── Provided records ──

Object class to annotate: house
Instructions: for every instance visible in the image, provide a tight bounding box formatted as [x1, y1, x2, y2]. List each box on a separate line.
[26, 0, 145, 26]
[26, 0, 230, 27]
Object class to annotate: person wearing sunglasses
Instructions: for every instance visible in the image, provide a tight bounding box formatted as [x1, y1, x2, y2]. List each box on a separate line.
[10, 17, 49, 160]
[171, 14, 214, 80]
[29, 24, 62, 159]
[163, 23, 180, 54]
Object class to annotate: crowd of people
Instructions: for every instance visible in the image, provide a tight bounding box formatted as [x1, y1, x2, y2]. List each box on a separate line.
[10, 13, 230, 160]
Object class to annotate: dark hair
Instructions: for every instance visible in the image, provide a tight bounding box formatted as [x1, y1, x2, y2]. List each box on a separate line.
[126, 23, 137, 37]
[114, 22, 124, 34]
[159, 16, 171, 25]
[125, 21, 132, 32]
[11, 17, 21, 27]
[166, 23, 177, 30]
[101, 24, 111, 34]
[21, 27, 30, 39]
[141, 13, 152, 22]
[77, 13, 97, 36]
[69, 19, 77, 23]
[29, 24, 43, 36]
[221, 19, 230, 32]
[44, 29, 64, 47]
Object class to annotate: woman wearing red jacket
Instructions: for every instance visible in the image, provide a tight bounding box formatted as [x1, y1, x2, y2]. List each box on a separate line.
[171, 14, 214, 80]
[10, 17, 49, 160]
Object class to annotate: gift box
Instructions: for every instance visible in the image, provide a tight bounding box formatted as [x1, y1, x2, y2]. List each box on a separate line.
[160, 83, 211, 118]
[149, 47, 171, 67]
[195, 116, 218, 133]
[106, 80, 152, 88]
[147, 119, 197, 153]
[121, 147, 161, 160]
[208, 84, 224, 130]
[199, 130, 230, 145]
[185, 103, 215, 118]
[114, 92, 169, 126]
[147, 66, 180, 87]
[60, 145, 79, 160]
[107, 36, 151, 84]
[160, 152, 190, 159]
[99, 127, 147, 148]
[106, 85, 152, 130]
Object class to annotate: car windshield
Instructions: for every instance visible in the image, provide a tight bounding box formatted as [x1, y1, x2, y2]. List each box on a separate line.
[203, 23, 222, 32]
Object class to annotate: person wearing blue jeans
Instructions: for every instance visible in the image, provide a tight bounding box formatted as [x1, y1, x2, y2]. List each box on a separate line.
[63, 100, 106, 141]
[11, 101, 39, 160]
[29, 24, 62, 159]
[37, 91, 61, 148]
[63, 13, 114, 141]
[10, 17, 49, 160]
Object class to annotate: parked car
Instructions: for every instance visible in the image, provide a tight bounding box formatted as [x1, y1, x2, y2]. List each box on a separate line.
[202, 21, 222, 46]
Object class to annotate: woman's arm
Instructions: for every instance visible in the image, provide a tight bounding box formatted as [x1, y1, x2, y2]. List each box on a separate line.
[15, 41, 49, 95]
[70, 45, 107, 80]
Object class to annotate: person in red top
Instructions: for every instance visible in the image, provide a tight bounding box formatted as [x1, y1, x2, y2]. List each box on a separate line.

───

The records above, in their entirety, need to be set down again exactly.

Object class to annotate: house
Instructions: for every instance visible in the image, provide a tight bounding box formatted as [x1, y1, x2, y2]. List each box on a separate line.
[26, 0, 145, 26]
[26, 0, 230, 27]
Object class to annotate: person wearing sunglasses
Instructions: for every instance visible in the image, provide a tight bounding box formatted as [x1, y1, x2, y2]. List each box on a separate line.
[10, 17, 49, 160]
[171, 14, 214, 80]
[29, 24, 62, 159]
[163, 23, 180, 54]
Object class to annotate: crowd of people
Instructions: for every instance visible in the image, provide a tight bounding box formatted as [x1, y1, x2, y2]. List each box on a separate line.
[10, 13, 230, 160]
Object class to annotate: dark hair
Instructions: for every instance visible in the image, provide a tight bounding box formatted as [x1, y1, x2, y2]. List each box on a separate line.
[126, 23, 137, 37]
[114, 22, 124, 34]
[159, 16, 171, 25]
[125, 21, 132, 32]
[11, 17, 21, 27]
[166, 23, 177, 30]
[101, 24, 111, 34]
[21, 27, 30, 39]
[141, 13, 152, 22]
[77, 13, 97, 36]
[69, 19, 77, 23]
[29, 24, 43, 36]
[221, 19, 230, 32]
[44, 29, 64, 47]
Object class to annotate: woman wearing red jacket
Instructions: for every instance visible in the image, provide a tight bounding box formatted as [x1, y1, x2, y2]. List each box on a separate line.
[171, 14, 214, 80]
[10, 17, 49, 160]
Object class to annotate: gift box
Instructions: for every instance visible in the image, provide a tight bounding box formatted as [x1, y1, x2, y2]. List each box on a separate line.
[160, 83, 211, 118]
[149, 47, 171, 67]
[195, 116, 218, 133]
[106, 80, 152, 88]
[147, 119, 197, 153]
[121, 147, 161, 160]
[208, 84, 224, 130]
[199, 130, 230, 145]
[185, 103, 215, 118]
[114, 92, 169, 126]
[147, 66, 180, 87]
[60, 145, 79, 160]
[107, 36, 151, 84]
[160, 152, 190, 159]
[99, 127, 147, 148]
[106, 85, 152, 130]
Object class to annotate: car windshield
Instructions: for every instance visible in the image, provide a tight bounding box formatted as [x1, y1, x2, y2]. List each box on a separate line.
[203, 23, 222, 32]
Object class to annotate: person wearing blue jeans
Instructions: for every instance visible in the image, provide a tight bounding box formatted as [x1, y1, x2, y2]. List each box on a separate line.
[63, 100, 106, 141]
[11, 101, 39, 160]
[29, 24, 62, 159]
[37, 91, 61, 148]
[63, 13, 114, 141]
[10, 17, 49, 160]
Object class to annotate: parked car
Instructions: for every instance visible in the image, provide a tight bounding box formatted as [x1, y1, x2, y2]. List each box on a separate line.
[202, 21, 222, 46]
Object class to annotate: woman's arm
Instructions: for every instance visible in the image, provide a tight bounding box formatted as [x1, y1, x2, y2]. List each box on a separate line.
[15, 41, 49, 95]
[70, 45, 107, 80]
Object class to annotate: person in red top
Instructions: for every instance visible in the image, provide a tight bounding box formatted as [x1, y1, x2, y2]. List each box on a separate line.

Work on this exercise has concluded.